= Goal of the exercise =
Write out each line of the material below once more, exactly as it appears.

= Extracted information =

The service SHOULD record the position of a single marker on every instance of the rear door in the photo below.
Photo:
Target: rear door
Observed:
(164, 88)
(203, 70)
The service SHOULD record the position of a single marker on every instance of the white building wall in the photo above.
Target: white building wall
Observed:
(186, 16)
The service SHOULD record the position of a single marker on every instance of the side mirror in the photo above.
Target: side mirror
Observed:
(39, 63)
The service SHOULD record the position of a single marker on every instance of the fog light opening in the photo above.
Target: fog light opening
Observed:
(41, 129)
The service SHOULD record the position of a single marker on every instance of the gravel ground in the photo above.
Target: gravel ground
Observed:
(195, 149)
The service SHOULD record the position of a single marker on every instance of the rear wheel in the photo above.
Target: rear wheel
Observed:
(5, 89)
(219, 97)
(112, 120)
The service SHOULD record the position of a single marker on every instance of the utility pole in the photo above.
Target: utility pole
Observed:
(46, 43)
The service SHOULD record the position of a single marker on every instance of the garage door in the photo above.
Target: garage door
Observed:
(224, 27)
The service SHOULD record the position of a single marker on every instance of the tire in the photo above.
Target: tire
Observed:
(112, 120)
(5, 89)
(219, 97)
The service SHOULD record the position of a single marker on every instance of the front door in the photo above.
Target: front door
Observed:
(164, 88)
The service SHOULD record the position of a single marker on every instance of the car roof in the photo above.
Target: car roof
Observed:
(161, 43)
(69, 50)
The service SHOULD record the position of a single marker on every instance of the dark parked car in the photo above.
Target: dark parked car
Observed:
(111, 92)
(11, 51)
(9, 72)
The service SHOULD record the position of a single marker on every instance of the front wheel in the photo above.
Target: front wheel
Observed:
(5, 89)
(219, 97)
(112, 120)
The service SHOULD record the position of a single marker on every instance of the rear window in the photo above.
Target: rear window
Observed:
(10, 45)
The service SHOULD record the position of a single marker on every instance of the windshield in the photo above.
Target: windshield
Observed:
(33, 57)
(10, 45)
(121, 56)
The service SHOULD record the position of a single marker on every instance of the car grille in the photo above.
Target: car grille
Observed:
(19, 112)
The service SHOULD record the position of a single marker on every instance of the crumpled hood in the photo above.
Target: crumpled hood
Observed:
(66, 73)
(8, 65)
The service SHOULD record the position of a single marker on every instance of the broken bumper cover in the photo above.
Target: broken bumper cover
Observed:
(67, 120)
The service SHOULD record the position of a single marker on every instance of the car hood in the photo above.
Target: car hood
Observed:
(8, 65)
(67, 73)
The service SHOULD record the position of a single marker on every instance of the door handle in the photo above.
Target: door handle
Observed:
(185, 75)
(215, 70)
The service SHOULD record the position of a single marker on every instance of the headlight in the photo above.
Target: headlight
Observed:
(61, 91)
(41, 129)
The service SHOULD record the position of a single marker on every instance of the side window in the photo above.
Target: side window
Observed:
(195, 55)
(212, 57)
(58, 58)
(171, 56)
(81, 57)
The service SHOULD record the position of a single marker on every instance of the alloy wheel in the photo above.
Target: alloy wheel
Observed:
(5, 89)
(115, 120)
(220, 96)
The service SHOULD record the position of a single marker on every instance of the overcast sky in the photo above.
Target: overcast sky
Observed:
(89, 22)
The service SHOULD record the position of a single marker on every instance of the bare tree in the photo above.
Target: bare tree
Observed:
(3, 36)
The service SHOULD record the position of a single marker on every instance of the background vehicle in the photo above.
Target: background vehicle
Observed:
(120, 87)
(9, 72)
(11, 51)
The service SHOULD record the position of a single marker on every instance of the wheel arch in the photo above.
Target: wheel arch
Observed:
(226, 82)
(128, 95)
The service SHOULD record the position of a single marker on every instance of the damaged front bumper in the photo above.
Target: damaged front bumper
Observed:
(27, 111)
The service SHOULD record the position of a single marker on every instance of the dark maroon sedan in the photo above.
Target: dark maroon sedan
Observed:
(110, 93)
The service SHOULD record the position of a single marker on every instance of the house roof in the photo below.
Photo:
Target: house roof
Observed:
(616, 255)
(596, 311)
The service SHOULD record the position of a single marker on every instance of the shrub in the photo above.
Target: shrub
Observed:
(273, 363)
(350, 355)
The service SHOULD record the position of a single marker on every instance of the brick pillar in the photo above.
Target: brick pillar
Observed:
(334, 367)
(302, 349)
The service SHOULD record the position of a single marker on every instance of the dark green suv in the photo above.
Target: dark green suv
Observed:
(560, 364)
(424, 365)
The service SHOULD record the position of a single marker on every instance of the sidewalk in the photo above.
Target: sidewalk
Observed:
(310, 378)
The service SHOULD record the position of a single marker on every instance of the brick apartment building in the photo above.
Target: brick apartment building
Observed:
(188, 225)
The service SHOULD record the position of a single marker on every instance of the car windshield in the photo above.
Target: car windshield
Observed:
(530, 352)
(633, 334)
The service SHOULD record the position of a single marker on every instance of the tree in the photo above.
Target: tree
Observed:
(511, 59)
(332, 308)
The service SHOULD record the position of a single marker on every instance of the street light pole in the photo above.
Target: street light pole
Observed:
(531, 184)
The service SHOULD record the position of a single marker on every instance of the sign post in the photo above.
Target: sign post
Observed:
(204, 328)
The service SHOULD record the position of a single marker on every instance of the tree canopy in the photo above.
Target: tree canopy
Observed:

= Solution to this task =
The service SHOULD record the position of a single marker on every instance of the rear door in the photo below.
Photo:
Target: rear door
Observed:
(164, 88)
(203, 70)
The service SHOULD record the position of a single marker on every instance of the white building wall in the photo above.
Target: white building wall
Observed:
(186, 16)
The service SHOULD record the position of a single marker on every instance of the side mirror in the photo above.
Target: side mirror
Observed:
(39, 63)
The service SHOULD record the position of a single marker on every instance of the fog light opening in the photo above.
Target: fog light opening
Observed:
(41, 129)
The service SHOULD record the position of a single marker on every instance of the gravel ground in the photo above.
Target: gravel ground
Observed:
(195, 149)
The service SHOULD record the position of a single marker on every instance of the rear wheel in the photo above.
Target: rear wheel
Observed:
(5, 89)
(219, 97)
(112, 120)
The service SHOULD record the position of a single marker on every instance of the utility pole in the photo above.
Target: utility pole
Observed:
(46, 43)
The service SHOULD record the position of a single marker on every instance of the garage door in the photo above.
Target: garage door
Observed:
(224, 27)
The service SHOULD record the position of a single marker on every instance of the tire in the photo above.
Target: tire
Observed:
(112, 120)
(5, 89)
(219, 97)
The service SHOULD record the position of a single marker on every instance of the front door in the photo above.
Target: front door
Observed:
(164, 88)
The service SHOULD record the position of a single marker on every instance of the car roof in the photo above.
Target: car roof
Observed:
(161, 43)
(69, 50)
The service SHOULD record the position of a single marker on every instance of the dark parked car in the photo above.
Target: dark parked car
Observed:
(111, 92)
(11, 51)
(9, 72)
The service SHOULD record the position of a single marker on every instance of the front wheel in the photo above.
Target: front wheel
Observed:
(5, 89)
(219, 97)
(112, 120)
The service SHOULD record the position of a single marker on every instance of the rear window in the photo above.
Target: rear window
Observed:
(10, 45)
The service SHOULD record the position of a single marker on every instance of the windshield in the photo above.
Target: windshield
Observed:
(33, 57)
(10, 45)
(121, 56)
The service SHOULD record the position of a single marker on every instance of the car grille in the photo above.
Target: car grille
Observed:
(19, 112)
The service SHOULD record the position of a single marker on every instance of the crumpled hood in the photo above.
Target: crumpled hood
Observed:
(66, 73)
(8, 65)
The service SHOULD record the position of a single marker on every instance of the broken bumper cover in the photo above.
Target: broken bumper cover
Observed:
(67, 120)
The service SHOULD record the position of a single marker on every instance of the car hood in the photo above.
Target: car hood
Observed:
(8, 65)
(67, 73)
The service SHOULD record the position of a single marker on every instance of the door handle in the photo above.
Target: door handle
Observed:
(185, 75)
(215, 70)
The service SHOULD record the position of a single marker on every instance of the headlight in the photo above.
Target: headlight
Observed:
(61, 91)
(41, 129)
The service SHOULD record the position of a single marker on every instance of the side window in the photo above.
Target: side window
Observed:
(195, 55)
(212, 57)
(58, 58)
(171, 56)
(81, 57)
The service SHOULD record the position of a single marker on every instance of the alloy wheel in the photo above.
Target: alloy wheel
Observed:
(5, 89)
(115, 120)
(220, 96)
The service SHOULD record the position of a single marker on every instance of the overcast sky in the photo above.
Target: overcast sky
Observed:
(89, 22)
The service SHOULD record the position of a single marker on every instance of the bare tree in the photo above.
Target: bare tree
Observed:
(3, 36)
The service SHOULD record the position of a single marker on every instance of the background vehicle in the photo above.
Target: background vehicle
Observed:
(120, 87)
(9, 72)
(11, 51)
The service SHOULD record the position of a single marker on every instance of the wheel arch in the photo above.
Target: wheel arch
Observed:
(226, 82)
(128, 95)
The service SHOULD record the position of a single marker on every instance of the damaged front bumper in the photo above.
Target: damaged front bumper
Observed:
(27, 111)
The service SHOULD record the position of a single marker on every instance of the dark maroon sedan in the photo above.
Target: dark maroon sedan
Observed:
(110, 93)
The service SHOULD record the position of a single marker on every instance of the house roof in the photo below.
Photo:
Target: house roof
Observed:
(616, 255)
(596, 311)
The service SHOULD record the position of a single marker on every instance of the shrub in the photo above.
Target: shrub
Observed:
(273, 363)
(350, 355)
The service SHOULD record the position of a single marker on every instance of the brick pillar in the photo above.
Target: brick pillar
Observed:
(334, 367)
(302, 349)
The service SHOULD record the position of a single marker on every instance of the dark green suv in the photo above.
Target: dark green suv
Observed:
(560, 364)
(424, 365)
The service SHOULD record the position of a single marker on every instance of the sidewalk in the photo above.
Target: sidewalk
Observed:
(310, 378)
The service SHOULD record the position of a single marker on every instance of the brick apartment building in the photo above.
Target: brick apartment building
Observed:
(188, 225)
The service SHOULD record the position of a single marker on every instance of the car windshield in the photo above.
Target: car windshield
Observed:
(530, 352)
(633, 334)
The service SHOULD record the position of a single marker on every instance of the tree in the photo above.
Target: tree
Observed:
(511, 59)
(332, 308)
The service SHOULD record the position of a single marker on every instance of the street light pole in the photo above.
Target: street light pole
Observed:
(531, 184)
The service SHOULD record the position of a single marker on every instance of the sign post in the photo above.
Target: sign post
Observed:
(204, 328)
The service SHOULD record the position of a single marker on every instance of the tree canopy in the photo above.
Target: tree canopy
Observed:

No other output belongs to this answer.